Текст для чтения -
Lushnikov V.V.Сначала об истории формирования оплаты труда научных работников. В XVIII – XIX веках научных работников было очень мало, буквально – единицы. Это были, как правило, выдающиеся ученые, причем они работали в немногих существовавших тогда университетах либо сами искали место работы. Например, Исаак Ньютон (1643-1727), создатель дифференциального и интегрального исчислений, автор закона всемирного тяготения, изобретатель зеркального телескопа и др., всю жизнь работал в Кембриджском университете. Иоганна Бернулли (1677-1748), один из продолжателей теории дифференциальных уравнений, был профессором математики в Гронингене, затем в Базеле, а его сын, Даниил Бернулли (1700-1782), крупнейший специалист по кинетической теории газов, гидродинамике и математической физике, был членом Петербургской, Болонской, Берлинской и Парижской Академий наук, позднее – Лондонского королевского общества. Леонард Эйлер (1707-1783), продолжатель работ в области математического анализа, дифференциального и интегрального исчислений, сначала нашел работу в Петербурге, затем уехал в Берлин, потом снова вернулся в Петербург.

Вопросы по материалу -
(1) Зачем в тексте об оплате труда научных работников упоминаются Исаак Ньютон, Иоганн и Даниил Бернулли и Леонард Эйлер? Ответьте в одном–трех предложениях.
(2) Пожалуйста, продолжите текст об оплате труда научных работников с того места, где он заканчивается.
Записи никак не связаны с текстом.

Исходные данные -
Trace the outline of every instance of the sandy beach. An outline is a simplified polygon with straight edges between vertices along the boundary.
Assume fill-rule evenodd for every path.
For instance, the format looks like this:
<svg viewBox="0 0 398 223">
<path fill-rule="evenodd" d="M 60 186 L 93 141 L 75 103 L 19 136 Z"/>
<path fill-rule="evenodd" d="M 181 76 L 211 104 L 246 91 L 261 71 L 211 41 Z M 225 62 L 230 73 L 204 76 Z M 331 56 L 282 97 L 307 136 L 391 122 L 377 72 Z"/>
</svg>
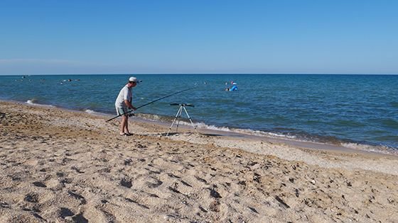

Ответы к заданиям -
(1) Они приведены как примеры к утверждению, что в XVIII–XIX веках научных работников были единицы. Как правило, это были выдающиеся ученые, которые работали в немногих существовавших тогда университетах либо сами искали место работы.

(2)
Условия оплаты таких людей достоверно не известны, но к XIX – началу XX века с открытием новых университетов и ростом общего числа ученых эти условия постепенно упорядочились, причем установились на довольно высоком уровне. В России был даже издан Царский указ об оплате труда ученых (об этом несколько позже). После Октябрьской революции сохранившимся ученым старой школы сначала в основном сохранили прежние льготы по оплате труда, о которых можно судить, например, по виду, поведению и образу мыслей профессора Преображенского из фильма «Собачье сердце» по роману Михаила Булгакова. Но после Революции этот уровень постепенно стал угасать на фоне, все-таки, постепенно возрастающих (за счет индустриализации) доходов населения в целом. Но никому в голову не могла прийти мысль об индексации зарплат ученых вслед за ростом оплаты труда населения и инфляцией (как правило, крупные ученые были враждебно настроены к Советской власти, а зачастую подвергались репрессиям).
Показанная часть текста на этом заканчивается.